▸ Texto da página:
━━━━━━━━━━━━━━━━
Artigo sobre o MAP, alertando-se mais uma vez sobre uma situação imprópria, num local privilegiado de Belém.
Era uma vez um museu chamado de Arte Popular
Paulo Ferrero
22/09/2013 - 00:00
Há muito, muito tempo houve
em Belém a Exposição do Mundo Português, que, por entre discursos e
desfiles, mastros e bandeiras, fontes e lagos, teve seis pavilhões
dedicados à "Vida Popular", concebidos pelos arquitectos Veloso Reis
Carmelo e João Simões e decorados por artistas como Carlos Botelho,
Estrela Faria e Eduardo Anahory, alavancando (como agora se diz) aquilo
que fora ensaiado alguns anos antes em Genebra na Exposição de Arte
Popular Portuguesa. A partir daí, os visionários António Ferro (SNP/SNI)
━━━━━━━━━━━━━━━━
▸ Conjunto de linhas:
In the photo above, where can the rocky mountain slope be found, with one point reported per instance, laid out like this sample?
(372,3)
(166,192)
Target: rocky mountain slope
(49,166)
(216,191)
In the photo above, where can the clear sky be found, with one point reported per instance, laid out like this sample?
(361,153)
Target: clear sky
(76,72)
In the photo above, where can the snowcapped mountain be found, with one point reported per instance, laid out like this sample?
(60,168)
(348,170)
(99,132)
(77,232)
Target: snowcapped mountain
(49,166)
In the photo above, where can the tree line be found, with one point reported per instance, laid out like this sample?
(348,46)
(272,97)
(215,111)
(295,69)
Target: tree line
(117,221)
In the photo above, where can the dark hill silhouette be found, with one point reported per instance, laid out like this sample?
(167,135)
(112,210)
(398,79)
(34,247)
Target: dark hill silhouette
━━━━━━━━━━━━━━━━
▸ Tarefas:
**a.** Segundo o texto da página, quem concebeu os pavilhões dedicados à "Vida Popular"?
**b.** As afirmações seguintes estão de acordo com o texto da página? Responda sim ou não a cada uma e cite as palavras do texto que o decidem. (i) A Exposição do Mundo Português teve seis pavilhões dedicados à "Vida Popular". (ii) A Exposição de Arte Popular Portuguesa realizou-se em Lisboa. (iii) Carlos Botelho foi um dos arquitectos dos pavilhões.

▸ Respostas ao exercício:
**a.** Os arquitectos Veloso Reis Carmelo e João Simões.

**b.**
(i) Sim: «teve seis pavilhões dedicados à "Vida Popular"».
(ii) Não: «em Genebra na Exposição de Arte Popular Portuguesa».
(iii) Não: «decorados por artistas como Carlos Botelho».